→ LISTED ENTRIES:
------------------------------------
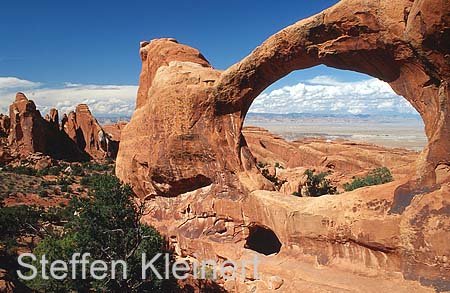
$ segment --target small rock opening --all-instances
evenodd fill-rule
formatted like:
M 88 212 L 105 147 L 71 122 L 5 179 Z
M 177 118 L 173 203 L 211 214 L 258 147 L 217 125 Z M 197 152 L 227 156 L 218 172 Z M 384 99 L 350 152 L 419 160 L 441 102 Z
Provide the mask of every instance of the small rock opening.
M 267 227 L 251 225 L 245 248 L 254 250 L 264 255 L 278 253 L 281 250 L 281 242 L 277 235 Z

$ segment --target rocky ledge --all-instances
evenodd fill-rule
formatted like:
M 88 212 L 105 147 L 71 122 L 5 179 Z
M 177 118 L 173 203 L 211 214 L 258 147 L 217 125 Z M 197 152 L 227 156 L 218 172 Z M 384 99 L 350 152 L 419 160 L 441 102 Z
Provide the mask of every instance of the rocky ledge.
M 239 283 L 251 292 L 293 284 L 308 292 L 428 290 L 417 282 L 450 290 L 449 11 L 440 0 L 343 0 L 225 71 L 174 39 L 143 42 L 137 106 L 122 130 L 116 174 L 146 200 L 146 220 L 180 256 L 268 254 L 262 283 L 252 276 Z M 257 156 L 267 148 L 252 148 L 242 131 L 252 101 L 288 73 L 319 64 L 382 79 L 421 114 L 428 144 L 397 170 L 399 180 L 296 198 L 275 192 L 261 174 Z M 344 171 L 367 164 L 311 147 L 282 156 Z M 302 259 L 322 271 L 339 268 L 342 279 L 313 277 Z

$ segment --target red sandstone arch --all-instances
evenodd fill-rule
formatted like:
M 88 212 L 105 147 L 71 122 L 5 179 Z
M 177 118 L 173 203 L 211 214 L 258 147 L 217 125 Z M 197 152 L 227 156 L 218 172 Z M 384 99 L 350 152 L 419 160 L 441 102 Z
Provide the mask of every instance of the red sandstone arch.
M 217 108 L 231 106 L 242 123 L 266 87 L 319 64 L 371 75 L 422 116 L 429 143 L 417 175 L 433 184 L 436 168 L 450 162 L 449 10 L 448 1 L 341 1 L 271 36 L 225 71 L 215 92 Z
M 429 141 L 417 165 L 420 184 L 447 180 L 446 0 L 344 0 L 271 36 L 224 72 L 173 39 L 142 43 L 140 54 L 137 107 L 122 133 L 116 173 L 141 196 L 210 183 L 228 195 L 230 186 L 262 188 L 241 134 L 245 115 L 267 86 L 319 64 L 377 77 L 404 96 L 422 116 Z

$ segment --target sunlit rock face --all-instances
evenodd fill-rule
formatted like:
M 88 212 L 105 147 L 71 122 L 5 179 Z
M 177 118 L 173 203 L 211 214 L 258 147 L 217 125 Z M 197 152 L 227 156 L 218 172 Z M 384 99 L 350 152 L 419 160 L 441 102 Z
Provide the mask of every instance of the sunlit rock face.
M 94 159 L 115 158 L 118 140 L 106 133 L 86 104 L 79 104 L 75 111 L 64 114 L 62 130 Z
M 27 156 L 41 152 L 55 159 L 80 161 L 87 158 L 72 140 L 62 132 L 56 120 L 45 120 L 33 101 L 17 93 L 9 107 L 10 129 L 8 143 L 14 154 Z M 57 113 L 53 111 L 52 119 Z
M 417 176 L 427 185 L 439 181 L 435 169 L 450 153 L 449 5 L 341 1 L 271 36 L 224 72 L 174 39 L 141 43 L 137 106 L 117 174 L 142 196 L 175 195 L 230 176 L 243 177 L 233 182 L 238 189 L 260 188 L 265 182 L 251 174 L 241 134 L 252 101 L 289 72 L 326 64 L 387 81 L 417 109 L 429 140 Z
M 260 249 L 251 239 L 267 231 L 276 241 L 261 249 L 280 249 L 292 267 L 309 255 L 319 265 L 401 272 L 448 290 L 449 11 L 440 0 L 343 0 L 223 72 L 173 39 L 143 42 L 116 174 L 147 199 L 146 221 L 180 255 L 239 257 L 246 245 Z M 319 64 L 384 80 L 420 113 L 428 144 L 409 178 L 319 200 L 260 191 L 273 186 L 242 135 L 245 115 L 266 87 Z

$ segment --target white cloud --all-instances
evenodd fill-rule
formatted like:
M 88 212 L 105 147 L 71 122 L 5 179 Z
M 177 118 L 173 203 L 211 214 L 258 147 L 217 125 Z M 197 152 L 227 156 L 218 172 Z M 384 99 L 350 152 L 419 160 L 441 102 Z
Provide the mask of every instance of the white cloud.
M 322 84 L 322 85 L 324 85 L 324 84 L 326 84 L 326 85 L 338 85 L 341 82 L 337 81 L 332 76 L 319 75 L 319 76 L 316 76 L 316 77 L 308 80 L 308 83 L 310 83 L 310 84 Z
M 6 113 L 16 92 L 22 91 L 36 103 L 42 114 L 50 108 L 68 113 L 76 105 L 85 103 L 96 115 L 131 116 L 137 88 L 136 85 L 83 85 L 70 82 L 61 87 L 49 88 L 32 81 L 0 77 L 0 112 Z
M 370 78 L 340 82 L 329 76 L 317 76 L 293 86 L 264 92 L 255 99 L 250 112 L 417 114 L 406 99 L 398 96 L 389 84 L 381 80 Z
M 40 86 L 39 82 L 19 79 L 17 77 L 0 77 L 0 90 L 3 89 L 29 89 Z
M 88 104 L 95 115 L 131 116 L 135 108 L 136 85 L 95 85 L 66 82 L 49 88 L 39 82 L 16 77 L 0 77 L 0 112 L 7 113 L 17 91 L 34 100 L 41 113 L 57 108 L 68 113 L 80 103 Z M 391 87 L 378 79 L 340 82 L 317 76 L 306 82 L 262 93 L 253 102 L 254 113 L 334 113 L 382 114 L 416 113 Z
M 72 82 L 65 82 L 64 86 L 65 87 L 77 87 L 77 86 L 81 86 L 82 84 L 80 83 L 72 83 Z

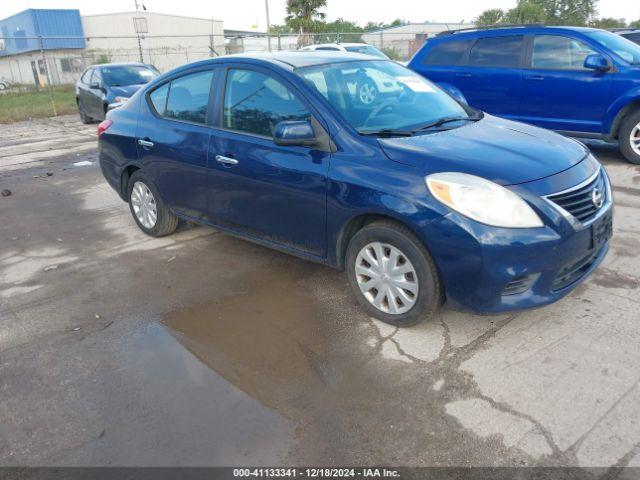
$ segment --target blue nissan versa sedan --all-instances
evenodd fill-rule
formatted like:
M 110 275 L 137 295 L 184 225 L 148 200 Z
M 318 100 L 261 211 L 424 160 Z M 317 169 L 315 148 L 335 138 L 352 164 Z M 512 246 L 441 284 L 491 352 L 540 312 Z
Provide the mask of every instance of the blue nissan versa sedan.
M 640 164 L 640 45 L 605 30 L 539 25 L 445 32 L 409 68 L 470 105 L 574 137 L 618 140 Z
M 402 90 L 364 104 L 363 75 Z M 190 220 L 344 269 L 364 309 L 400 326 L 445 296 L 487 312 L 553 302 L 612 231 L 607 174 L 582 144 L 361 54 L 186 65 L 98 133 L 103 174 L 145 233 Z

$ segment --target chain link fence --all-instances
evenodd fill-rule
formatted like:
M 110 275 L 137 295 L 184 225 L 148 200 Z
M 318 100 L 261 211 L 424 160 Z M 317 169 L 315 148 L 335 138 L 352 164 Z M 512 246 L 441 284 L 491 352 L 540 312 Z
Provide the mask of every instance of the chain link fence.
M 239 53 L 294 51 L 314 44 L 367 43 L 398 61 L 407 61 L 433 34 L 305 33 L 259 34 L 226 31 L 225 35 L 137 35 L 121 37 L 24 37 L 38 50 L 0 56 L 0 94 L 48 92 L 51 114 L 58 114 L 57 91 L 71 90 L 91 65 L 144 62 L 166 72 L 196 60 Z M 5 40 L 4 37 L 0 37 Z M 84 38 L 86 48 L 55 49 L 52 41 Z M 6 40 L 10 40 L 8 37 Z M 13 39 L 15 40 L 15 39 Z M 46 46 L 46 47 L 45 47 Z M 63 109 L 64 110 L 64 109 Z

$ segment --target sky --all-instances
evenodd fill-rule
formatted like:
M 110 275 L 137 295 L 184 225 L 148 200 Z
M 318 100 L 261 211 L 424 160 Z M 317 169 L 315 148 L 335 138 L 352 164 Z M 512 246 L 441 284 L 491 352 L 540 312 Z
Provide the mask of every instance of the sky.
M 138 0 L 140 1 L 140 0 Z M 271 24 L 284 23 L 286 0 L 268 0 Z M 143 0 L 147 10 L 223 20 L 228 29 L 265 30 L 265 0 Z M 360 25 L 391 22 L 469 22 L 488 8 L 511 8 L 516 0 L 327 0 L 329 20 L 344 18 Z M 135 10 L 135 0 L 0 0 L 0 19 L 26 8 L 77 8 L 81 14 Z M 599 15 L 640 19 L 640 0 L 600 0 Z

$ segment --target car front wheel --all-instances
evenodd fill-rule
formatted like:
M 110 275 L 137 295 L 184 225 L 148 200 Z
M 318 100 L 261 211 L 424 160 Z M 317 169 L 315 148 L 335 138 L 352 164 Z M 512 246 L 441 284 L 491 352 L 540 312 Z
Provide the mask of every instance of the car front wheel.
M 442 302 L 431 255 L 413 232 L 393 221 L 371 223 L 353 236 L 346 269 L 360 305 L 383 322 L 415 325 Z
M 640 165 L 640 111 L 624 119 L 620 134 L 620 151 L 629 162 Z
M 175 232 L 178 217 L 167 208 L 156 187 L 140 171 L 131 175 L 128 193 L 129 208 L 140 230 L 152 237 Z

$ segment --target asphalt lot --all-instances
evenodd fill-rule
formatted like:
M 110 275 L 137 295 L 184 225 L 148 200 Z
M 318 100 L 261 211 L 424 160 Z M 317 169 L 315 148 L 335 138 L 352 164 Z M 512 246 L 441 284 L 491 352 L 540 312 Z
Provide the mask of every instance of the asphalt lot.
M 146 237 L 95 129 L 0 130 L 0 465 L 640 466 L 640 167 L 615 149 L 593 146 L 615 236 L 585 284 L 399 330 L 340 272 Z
------------------------------------
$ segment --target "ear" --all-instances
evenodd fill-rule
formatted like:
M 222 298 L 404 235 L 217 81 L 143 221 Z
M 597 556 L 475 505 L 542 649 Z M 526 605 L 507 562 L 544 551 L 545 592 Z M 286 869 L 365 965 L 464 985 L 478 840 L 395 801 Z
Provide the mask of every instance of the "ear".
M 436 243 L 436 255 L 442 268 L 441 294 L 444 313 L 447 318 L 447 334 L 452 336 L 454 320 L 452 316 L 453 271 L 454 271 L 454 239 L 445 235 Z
------------------------------------
Count up the lines in the preceding data that include the word "segment"; respond with the number only.

→ WRITTEN RESPONSE: 11